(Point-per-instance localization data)
________________

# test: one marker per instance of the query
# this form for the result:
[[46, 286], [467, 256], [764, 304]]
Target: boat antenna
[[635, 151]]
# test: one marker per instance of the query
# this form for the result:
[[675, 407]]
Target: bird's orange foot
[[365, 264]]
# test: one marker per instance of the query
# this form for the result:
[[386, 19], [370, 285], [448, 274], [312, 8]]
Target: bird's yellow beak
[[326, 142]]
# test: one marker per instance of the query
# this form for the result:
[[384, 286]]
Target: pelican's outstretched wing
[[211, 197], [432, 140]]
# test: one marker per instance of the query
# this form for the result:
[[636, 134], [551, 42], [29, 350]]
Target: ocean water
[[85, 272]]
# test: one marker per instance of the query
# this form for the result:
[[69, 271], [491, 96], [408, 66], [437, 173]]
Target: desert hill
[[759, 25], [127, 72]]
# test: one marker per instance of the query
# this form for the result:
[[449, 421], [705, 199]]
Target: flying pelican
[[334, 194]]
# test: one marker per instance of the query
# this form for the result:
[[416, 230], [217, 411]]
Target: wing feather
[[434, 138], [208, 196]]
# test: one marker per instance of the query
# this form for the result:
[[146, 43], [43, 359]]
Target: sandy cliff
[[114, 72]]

________________

__What this task involves__: Make an exact copy of each line, beginning at the one containing "Target: pelican's outstretched wing" and ending with the last line of the data, and of no other line.

__Exercise output__:
Target: pelican's outstretched wing
[[211, 197], [432, 140]]
# test: one marker per instance of the query
# this form for the result:
[[636, 134], [551, 42], [29, 350]]
Target: ocean water
[[85, 272]]
# test: one marker per instance of the query
# this form for the result:
[[69, 271], [491, 96], [408, 66], [437, 173]]
Target: desert hill
[[759, 25], [127, 72]]
# test: one marker per instance of the query
# this form for the result:
[[449, 421], [705, 199]]
Target: flying pelican
[[334, 194]]
# test: one marker per instance of the query
# this form for the result:
[[416, 230], [217, 411]]
Target: wing feather
[[434, 138], [208, 196]]
# test: one marker per instance of the query
# this form for the result:
[[146, 43], [43, 359]]
Target: sandy cliff
[[114, 72]]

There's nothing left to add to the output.